# Lifestyles & Discussion > Freedom Living >  Homeland Security to test iris scanners

## Matt Collins

http://www.usatoday.com/tech/news/su...+-+Top+Stories)

----------


## phill4paul

Who will come up with the contact lenses that side step this identifier?

----------


## Cowlesy

They scan you from up to 6ft away.

When will a bill be introduced to ban the wearing of sunglasses through toll booths and in public space?

The Freedom and Liberty Vision Act of 2011?

----------


## Matt Collins

> They scan you from up to 6ft away.


Reminds me of the film "Minority Report" 





> When will a bill be introduced to ban the wearing of sunglasses through toll booths and in public space?
> 
> The Freedom and Liberty Vision Act of 2011?


When they outlaw sunglasses.....

----------


## phill4paul

> When they outlaw sunglasses.....

----------


## Reason

//

----------


## specialK

...

----------


## osan

> They scan you from up to 6ft away.
> 
> When will a bill be introduced to ban the wearing of sunglasses through toll booths and in public space?
> 
> The Freedom and Liberty Vision Act of 2011?


I will tell them to go $#@! themselves.  This is getting way out of hand now.

----------


## Ninja Homer

Hmmm... now all the media BS about those super-duper unhealthy and dangerous colored contacts from Asia is starting to make sense.

for reference: http://www.ronpaulforums.com/showthread.php?t=261525

----------


## sevin

> Reminds me of the film "Minority Report"


What I was gonna say. Creepy.

----------


## Dr.3D

> Who will come up with the contact lenses that side step this identifier?





> Hmmm... now all the media BS about those super-duper unhealthy and dangerous colored contacts from Asia is starting to make sense.
> 
> for reference: http://www.ronpaulforums.com/showthread.php?t=261525


The next step would be to make contact lenses that would make the scanner give you another identity.   The entire system then would be pointless.

----------


## Tenbatsu

The replies advocating wearing sunglasses to subvert this technology are baffling, this is exactly what they want you to do.  Go ahead and continue to try to adapt to their legislation and technology; you might succeed at first but eventually they will legislate all of you into a corner.  At that time you will have two choices: either you will comply or you will go to jail.  

I wonder what decision you will all make when that time comes.

----------


## osan

> The replies advocating wearing sunglasses to subvert this technology are baffling, this is exactly what they want you to do.  Go ahead and continue to try to adapt to their legislation and technology; you might succeed at first but eventually they will legislate all of you into a corner.  At that time you will have two choices: either you will comply or you will go to jail.  
> 
> I wonder what decision you will all make when that time comes.


  You issue complaint, yet offer no solution.

----------


## Dr.3D

> The replies advocating wearing sunglasses to subvert this technology are baffling, this is exactly what they want you to do.  Go ahead and continue to try to adapt to their legislation and technology; you might succeed at first but eventually they will legislate *all of you* into a corner.  At that time you will have two choices: either you will comply or you will go to jail.

* **Problem set**:
1. Answer these questions about the iris scanner thread, marking each answer (a), (b), or (c):
(a) From how far away does one poster say the scanners can scan you?
(b) What film does Matt Collins say the scanning reminds him of?
(c) According to Tenbatsu, what two choices will people eventually have?
2. Carry on the iris scanner thread from the point where it ends.

* **Supplied material**:
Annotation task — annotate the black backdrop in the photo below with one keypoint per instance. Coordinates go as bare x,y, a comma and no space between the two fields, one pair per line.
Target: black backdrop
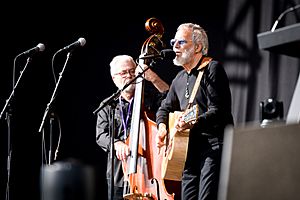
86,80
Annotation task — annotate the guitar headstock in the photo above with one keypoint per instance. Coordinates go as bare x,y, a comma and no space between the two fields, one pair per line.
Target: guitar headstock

* * *

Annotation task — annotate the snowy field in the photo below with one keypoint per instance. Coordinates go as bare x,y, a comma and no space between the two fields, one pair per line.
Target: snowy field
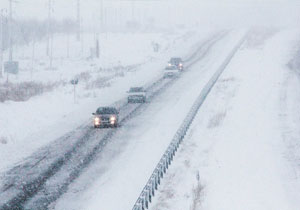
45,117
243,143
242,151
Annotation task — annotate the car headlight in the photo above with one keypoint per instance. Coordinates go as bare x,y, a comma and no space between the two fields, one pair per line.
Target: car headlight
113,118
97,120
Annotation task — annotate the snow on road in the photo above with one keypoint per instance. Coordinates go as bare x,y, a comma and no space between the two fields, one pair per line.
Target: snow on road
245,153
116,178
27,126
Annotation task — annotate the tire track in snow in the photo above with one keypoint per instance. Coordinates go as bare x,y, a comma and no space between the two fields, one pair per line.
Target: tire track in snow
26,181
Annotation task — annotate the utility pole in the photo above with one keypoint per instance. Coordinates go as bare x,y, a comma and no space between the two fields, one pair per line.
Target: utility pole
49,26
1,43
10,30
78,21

...

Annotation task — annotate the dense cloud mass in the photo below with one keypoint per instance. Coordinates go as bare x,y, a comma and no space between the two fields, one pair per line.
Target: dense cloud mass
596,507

* **Per-task outputs**:
1.
(a) Up to 6 feet away.
(b) "Minority Report."
(c) Comply or go to jail.

2.
> 
> I wonder what decision you will all make when that time comes.


And you are not a part of *all of us*?  What decision will you make when the time comes?

----------


## pcosmar

> The replies advocating wearing sunglasses to subvert this technology are baffling, this is exactly what they want you to do.  Go ahead and continue to try to adapt to their legislation and technology; you might succeed at first but eventually they will legislate all of you into a corner.  At that time you will have two choices: either you will comply or you will go to jail.  
> 
> I wonder what decision you will all make when that time comes.


Have you ever fought for anything? Ever win? 
I have lost, but I have also won some.
But I don't understand giving up without a fight.



> At that time you will have two choices: either you will comply or you will go to jail.


There is a third choice.  You can kill them before they kill you. 
That is called self defense.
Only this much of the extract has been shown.